### PASSAGE TO READ
# # # #

GEORGE DANNATT – AN APPRECIATION
Three obituaries have appeared in the national press following
the death of George Dannatt. All have paid tribute to his multiple
talents, and in particular, to his important work as an artist.
This appreciation emphasises Dannatt’s musical interests and
activities.
On 17 November 2009 George Dannatt died at the age of 94 after
a long and creative life, during which he mastered and balanced
three seemingly disparate activities with distinction – chartered
surveying, art and music – activities which in the event influenced
and informed each other.
Dannatt was born on 16 August 1915 in Blackheath where his father
was head of the family firm of chartered surveyors, and appeared
pre-destined to join the family firm. From the age of 11 (1926)
he attended Colfe’s Grammar School before, at 19, becoming an
articled pupil to Surveyors, Land and Estate Agents at the College
of Estate Management of London University. At 25 (1940) he qualified
as a Chartered Surveyor (F.R.I.C.) and joined the family business.
Earlier, while still at school, his gradually developing interest
in music led him to become closely involved in music studies,
the catalyst for which was a 15th birthday treat
when he attended a concert at the Queen’s Hall. He heard, and
was deeply impressed by, the Ravel Piano Concerto for the Left
Hand and works by Berlioz and Hindemith. Dannatt himself claimed
that this concert opened up a world and a commitment which he
sought and pursued ever after. In addition to his studies for
professional examinations to become a Chartered Surveyor he
took lessons in piano, harmony, counterpoint and composition
(mainly song-writing), studying in the evenings at the Blackheath
Conservatory. He was told by Scott Goddard, who discussed the
progress of his songs, saying that while he would never be a
Schubert, he might well prove to be a Hugo Wolf.

# # # #

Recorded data
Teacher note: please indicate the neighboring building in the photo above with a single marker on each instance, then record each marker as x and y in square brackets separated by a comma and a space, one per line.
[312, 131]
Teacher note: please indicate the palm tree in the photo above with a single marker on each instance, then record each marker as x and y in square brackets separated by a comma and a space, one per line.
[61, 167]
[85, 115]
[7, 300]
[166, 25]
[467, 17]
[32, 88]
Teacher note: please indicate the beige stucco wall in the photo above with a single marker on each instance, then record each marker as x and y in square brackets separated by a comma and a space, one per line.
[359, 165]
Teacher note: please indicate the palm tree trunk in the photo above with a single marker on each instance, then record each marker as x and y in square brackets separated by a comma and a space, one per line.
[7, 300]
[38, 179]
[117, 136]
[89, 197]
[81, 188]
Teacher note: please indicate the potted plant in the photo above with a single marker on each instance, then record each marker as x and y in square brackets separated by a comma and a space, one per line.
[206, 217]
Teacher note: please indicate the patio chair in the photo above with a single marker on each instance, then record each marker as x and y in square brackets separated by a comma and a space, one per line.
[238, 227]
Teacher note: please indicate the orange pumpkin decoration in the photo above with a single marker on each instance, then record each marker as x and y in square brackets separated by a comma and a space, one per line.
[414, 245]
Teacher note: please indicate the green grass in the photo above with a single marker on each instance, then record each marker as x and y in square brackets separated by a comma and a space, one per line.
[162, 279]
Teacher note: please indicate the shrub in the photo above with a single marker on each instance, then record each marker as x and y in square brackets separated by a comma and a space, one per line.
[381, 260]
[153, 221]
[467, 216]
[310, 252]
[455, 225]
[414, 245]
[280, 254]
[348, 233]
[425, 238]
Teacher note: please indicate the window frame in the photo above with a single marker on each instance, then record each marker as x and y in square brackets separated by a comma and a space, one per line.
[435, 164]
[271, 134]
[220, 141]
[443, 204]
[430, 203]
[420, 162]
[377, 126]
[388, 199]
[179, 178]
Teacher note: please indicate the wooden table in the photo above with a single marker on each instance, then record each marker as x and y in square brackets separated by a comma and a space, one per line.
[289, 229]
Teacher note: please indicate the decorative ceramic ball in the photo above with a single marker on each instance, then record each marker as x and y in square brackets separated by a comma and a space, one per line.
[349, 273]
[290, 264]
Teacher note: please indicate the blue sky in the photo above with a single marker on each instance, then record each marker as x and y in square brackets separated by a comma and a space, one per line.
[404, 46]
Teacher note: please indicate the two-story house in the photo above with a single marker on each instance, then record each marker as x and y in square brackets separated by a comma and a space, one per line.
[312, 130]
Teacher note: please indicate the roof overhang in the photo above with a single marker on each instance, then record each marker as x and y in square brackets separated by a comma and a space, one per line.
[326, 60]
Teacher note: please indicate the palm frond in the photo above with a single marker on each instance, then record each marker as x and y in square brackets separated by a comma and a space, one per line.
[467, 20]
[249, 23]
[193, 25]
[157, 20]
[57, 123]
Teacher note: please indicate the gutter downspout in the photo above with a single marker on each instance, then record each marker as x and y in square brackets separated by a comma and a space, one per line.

# # # #

### YOUR TASK
Continue the appreciation of George Dannatt from its last sentence. The listing has nothing to do with this.

### TASK RESULT
There emerged some serious prospects for study under Michael
Tippett and possibly with Mátyás Seiber, prospects which were
sadly dashed by the outbreak of war and Dannatt’s call-up to
the Army in 1940. Songs written in 1941 and 1942 were composed
while on temporary transfers from the Royal Artillery into building
requisition work related to his qualification as a chartered
surveyor, and others were written prior to his discharge from
the Army in 1944 on health grounds. An important personal milestone
was reached during the war with his marriage to Ann Doncaster
in 1943.
Dannatt’s first foray into music criticism also dates from the
time of his wartime service, with an article for Augener’s Monthly
Musical Record in 1943. This was the prelude for his entry
into specialised musical criticism with the liberal newspaper
News Chronicle, Penguin Music Magazine and later as a
freelance writer, this at a time when most national newspapers
regularly covered music, opera and ballet in a literary and
non-academic capacity. He is said to have been a highly perceptive
writer, using meticulous and informed prose in the interest
of critical integrity; he was a sympathetic champion of modern
music, particularly where he recognised honest talent in its
composition. In 1948 he was elected to The Critics’ Circle (Music
Section), of which he later became an honorary member.
Dannatt’s first steps towards life as a professional artist
are probably traceable to his pre-war interest in photography
and, in particular, its application to landscape in abstract
form. Family influence may also have been a factor, as his father
had been an enthusiastic amateur photographer. Later, in 1955,
while still a full-time surveyor, he was introduced by his architect
brother, Trevor, to the artist Adrian Heath at the latter’s
London studio. Heath was prominent in the group of artists known
as Constructivists, who produced work in an abstract genre,
minimal, geometric and spatial, which had derived and developed
from several different movements of the early 20th
century. Following his first visit to Cornwall in 1963, Dannatt
was attracted into the group of St Ives painters and benefited
especially from his association with the artist John Wells and
the sculptor Denis Mitchell. Wells, like Dannatt, had had a
previous career – as a doctor – a fact that gave him encouragement
that a trained and disciplined mind from a “worldly” profession
could form a sound basis for creative expression in the visual
arts. Initially Dannatt had no intention of exhibiting his works,
but was urged by friends and colleagues to do so and, having
joined the Newlyn Society of Artists, his first exhibition was
held in St Ives at the Penwith Gallery in 1970.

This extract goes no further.